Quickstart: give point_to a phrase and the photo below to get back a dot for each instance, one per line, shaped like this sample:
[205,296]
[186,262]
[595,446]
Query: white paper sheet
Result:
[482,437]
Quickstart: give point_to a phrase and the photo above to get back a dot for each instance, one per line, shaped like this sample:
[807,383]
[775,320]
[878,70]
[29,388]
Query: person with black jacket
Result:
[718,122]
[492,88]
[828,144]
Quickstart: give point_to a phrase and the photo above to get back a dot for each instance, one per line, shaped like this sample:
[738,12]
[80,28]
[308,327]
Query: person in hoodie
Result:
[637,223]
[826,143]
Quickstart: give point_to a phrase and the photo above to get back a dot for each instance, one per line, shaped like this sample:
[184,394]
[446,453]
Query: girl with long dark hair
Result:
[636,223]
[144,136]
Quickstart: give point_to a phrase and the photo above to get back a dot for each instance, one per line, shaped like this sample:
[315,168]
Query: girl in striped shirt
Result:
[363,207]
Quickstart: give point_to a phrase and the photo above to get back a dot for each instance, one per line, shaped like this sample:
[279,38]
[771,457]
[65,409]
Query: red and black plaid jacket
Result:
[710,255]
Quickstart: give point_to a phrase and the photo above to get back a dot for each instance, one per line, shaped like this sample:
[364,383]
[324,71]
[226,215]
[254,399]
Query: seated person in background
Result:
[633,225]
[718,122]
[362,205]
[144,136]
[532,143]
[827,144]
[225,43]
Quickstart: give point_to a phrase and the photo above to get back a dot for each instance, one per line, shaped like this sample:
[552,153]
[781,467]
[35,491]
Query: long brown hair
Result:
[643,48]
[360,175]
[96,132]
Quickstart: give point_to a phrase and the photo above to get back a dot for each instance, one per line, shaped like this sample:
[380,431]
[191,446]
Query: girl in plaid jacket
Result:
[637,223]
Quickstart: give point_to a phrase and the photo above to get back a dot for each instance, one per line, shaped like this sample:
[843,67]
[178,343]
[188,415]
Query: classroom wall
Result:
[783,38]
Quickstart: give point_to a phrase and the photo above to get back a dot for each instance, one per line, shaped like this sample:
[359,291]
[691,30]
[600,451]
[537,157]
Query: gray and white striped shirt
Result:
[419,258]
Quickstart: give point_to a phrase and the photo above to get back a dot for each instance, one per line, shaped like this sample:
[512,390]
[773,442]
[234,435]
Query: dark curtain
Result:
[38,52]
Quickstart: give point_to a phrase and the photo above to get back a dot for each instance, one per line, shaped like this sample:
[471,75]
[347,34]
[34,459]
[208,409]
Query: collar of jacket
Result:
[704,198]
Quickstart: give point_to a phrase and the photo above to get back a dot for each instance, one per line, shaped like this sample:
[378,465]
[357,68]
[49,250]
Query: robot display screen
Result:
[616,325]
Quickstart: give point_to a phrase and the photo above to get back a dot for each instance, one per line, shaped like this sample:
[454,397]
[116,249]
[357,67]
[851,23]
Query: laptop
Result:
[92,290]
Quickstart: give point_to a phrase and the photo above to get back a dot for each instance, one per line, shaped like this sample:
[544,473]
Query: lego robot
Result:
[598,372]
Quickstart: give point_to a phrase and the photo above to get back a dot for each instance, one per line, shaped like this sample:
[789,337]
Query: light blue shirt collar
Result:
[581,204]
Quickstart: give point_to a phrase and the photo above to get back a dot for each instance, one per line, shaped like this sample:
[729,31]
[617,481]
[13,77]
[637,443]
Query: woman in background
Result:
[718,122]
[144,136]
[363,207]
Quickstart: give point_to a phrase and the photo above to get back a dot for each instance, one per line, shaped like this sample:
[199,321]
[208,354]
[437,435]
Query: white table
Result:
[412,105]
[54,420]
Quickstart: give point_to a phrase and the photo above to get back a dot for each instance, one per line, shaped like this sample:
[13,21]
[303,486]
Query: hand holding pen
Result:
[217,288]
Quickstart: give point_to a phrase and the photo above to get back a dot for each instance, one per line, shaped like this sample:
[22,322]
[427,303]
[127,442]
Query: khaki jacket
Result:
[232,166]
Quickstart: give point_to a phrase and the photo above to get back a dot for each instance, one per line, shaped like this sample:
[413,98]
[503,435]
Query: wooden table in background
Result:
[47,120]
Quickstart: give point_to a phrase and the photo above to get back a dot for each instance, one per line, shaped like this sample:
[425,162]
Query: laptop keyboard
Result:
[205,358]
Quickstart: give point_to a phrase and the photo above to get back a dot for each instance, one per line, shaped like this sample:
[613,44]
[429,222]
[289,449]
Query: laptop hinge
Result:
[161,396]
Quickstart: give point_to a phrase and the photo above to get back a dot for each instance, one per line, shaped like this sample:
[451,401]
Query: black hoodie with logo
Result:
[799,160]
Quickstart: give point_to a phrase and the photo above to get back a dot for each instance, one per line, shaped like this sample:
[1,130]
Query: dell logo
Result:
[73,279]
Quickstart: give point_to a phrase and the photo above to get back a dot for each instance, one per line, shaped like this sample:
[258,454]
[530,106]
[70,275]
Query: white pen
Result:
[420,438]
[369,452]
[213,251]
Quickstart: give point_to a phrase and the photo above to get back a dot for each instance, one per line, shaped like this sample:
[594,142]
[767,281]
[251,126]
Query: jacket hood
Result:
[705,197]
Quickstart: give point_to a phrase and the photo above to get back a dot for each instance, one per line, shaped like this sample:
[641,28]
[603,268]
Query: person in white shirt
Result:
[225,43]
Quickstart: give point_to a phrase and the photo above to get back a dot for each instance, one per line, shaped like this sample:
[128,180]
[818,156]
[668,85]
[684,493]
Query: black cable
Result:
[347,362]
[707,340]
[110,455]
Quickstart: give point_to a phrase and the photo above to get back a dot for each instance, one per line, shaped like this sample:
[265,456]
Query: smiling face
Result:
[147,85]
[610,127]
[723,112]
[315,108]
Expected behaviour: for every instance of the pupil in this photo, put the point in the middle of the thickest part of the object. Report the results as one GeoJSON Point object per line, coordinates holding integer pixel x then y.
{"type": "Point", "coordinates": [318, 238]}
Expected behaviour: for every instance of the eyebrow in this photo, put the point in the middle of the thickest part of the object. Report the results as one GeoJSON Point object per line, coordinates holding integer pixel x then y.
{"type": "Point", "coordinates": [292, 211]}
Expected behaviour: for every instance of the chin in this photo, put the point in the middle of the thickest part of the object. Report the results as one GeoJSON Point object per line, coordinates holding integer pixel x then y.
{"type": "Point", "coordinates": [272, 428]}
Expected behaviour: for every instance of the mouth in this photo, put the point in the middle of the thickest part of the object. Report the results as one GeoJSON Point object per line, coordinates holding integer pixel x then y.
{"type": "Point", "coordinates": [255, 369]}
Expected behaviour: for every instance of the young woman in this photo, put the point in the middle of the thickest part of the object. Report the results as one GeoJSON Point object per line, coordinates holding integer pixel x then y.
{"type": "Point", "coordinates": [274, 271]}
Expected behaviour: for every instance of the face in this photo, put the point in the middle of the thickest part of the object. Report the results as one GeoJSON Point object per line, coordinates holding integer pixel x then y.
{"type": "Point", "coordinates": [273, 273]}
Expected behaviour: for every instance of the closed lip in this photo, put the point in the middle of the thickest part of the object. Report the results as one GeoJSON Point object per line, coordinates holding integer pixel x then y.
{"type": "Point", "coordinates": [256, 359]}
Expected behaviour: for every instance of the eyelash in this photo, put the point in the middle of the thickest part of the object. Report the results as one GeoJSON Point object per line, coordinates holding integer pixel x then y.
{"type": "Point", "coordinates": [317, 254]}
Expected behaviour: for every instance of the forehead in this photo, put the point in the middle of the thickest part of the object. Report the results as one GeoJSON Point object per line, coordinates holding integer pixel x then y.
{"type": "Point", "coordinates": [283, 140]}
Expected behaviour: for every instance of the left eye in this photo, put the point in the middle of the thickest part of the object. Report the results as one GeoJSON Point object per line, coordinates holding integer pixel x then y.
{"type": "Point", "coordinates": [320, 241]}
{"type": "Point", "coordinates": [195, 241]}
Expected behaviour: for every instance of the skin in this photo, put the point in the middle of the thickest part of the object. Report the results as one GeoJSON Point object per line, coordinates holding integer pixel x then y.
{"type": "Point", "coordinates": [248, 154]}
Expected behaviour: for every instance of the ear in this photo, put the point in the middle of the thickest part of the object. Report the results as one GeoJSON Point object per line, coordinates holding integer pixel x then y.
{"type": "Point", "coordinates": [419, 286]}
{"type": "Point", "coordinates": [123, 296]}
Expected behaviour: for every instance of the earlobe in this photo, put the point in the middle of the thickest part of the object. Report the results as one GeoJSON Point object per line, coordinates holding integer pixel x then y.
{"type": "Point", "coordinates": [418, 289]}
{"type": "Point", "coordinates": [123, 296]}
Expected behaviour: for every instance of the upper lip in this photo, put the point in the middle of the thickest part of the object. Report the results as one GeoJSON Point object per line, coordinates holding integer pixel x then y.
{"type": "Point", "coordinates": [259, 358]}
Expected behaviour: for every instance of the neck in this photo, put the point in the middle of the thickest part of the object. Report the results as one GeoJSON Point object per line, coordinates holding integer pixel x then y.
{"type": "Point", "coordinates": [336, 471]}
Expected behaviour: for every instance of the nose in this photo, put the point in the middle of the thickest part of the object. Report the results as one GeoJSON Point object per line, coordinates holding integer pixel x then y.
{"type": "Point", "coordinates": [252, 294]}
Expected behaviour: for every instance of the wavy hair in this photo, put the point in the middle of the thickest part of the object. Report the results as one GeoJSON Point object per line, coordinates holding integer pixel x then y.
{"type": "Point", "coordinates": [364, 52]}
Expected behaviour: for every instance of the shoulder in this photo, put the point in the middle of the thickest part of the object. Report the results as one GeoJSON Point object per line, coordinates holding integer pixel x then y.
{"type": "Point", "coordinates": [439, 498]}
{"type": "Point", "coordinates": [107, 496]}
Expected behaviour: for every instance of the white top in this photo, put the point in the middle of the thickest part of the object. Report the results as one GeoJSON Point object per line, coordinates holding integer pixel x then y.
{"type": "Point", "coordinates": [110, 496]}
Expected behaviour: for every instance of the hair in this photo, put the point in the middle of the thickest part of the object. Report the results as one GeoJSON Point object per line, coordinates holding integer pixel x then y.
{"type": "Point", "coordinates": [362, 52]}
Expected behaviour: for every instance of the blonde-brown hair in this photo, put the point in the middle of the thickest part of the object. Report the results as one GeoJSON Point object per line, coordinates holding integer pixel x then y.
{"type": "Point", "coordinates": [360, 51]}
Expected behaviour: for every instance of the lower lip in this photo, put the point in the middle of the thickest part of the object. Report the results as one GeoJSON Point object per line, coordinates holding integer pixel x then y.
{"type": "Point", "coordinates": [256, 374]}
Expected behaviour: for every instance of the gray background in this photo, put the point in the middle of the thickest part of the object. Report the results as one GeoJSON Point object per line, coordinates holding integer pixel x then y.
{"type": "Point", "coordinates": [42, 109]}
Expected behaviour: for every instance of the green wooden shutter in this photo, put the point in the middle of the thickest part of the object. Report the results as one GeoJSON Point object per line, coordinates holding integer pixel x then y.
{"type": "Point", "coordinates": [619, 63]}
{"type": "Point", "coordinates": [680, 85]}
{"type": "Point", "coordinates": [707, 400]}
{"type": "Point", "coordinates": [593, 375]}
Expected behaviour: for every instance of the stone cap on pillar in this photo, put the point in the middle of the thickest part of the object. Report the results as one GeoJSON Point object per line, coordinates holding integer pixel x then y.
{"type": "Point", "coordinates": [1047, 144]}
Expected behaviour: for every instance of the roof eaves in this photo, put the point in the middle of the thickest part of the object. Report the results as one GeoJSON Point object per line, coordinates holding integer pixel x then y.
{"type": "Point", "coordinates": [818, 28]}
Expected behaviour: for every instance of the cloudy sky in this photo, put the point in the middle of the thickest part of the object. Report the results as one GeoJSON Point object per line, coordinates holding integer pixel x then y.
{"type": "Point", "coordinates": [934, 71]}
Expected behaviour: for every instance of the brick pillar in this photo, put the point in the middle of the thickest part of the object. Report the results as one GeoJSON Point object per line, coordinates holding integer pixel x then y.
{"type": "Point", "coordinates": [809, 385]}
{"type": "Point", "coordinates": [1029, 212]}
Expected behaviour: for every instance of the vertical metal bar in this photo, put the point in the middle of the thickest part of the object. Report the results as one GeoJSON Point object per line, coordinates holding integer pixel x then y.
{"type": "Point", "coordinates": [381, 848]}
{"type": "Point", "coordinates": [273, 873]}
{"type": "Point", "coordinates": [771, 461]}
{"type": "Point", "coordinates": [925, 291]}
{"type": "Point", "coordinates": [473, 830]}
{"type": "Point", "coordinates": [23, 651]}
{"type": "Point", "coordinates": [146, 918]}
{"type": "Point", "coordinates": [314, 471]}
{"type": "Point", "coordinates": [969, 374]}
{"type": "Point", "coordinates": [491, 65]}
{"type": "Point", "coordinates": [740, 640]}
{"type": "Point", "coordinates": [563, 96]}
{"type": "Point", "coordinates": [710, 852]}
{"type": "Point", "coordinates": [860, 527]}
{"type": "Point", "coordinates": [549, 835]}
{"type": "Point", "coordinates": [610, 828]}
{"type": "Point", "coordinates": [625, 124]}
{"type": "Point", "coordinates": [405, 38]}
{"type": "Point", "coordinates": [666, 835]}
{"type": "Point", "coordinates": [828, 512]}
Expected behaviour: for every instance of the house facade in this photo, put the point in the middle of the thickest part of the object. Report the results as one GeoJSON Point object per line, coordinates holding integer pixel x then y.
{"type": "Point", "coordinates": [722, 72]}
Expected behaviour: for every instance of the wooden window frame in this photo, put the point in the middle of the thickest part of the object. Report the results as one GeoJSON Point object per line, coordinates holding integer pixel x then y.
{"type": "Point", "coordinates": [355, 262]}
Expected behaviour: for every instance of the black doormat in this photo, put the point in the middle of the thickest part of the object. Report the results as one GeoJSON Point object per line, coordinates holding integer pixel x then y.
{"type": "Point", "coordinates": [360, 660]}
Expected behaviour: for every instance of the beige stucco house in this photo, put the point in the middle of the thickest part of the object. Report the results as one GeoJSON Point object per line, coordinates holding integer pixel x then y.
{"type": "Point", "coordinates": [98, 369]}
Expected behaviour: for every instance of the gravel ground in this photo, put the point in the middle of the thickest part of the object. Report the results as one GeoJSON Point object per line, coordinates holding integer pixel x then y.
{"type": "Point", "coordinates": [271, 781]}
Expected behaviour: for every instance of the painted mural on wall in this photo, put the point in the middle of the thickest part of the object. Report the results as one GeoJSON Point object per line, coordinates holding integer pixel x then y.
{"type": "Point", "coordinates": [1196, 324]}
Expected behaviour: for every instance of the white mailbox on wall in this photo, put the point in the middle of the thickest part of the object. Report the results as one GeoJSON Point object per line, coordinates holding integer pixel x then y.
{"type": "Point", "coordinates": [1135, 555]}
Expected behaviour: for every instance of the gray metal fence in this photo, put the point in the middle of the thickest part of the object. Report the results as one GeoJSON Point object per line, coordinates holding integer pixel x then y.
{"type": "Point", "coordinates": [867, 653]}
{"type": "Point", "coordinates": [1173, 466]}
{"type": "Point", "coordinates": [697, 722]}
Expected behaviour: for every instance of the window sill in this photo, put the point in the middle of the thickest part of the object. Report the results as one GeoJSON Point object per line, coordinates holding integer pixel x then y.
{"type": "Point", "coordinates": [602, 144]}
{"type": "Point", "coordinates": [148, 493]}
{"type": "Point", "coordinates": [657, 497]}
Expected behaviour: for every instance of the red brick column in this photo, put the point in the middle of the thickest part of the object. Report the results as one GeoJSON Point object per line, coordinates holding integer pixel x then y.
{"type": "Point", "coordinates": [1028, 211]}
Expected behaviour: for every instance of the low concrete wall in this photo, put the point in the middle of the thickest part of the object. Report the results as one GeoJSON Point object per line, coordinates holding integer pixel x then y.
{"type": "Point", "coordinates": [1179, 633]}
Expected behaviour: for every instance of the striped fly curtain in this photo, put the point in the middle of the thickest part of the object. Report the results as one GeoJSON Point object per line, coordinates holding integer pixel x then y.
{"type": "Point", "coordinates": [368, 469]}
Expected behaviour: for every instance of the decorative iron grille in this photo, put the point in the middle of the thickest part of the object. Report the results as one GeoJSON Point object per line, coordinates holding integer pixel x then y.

———

▶ [Objective]: Repeat, with no changes, each line from the one with "Expected behaviour: for every instance of the red" to the end of the listing, including both ends and nothing else.

▶ [Result]:
Expected behaviour: for every instance of the red brick column in this photo, put the point in the middle of the thickest part of the object. Report the results as one GeoJSON Point object per line, coordinates holding integer pixel x then y.
{"type": "Point", "coordinates": [1028, 211]}
Expected behaviour: for every instance of the low concrete wall in this photo, put the point in the middle of the thickest part of the object. Report the results as one GeoJSON Point object per line, coordinates holding integer pixel x then y.
{"type": "Point", "coordinates": [1179, 633]}
Expected behaviour: for every instance of the striped fly curtain in this photo, put the point in the middle of the thickest part of the object. Report the results as one GeoJSON Point object per line, coordinates holding integer pixel x then y.
{"type": "Point", "coordinates": [368, 469]}
Expected behaviour: for every instance of the decorative iron grille in this photo, put the point in the middle of the thickest part of the object. Report the results as one GeoJSON Point object per line, coordinates holding integer pixel x then y.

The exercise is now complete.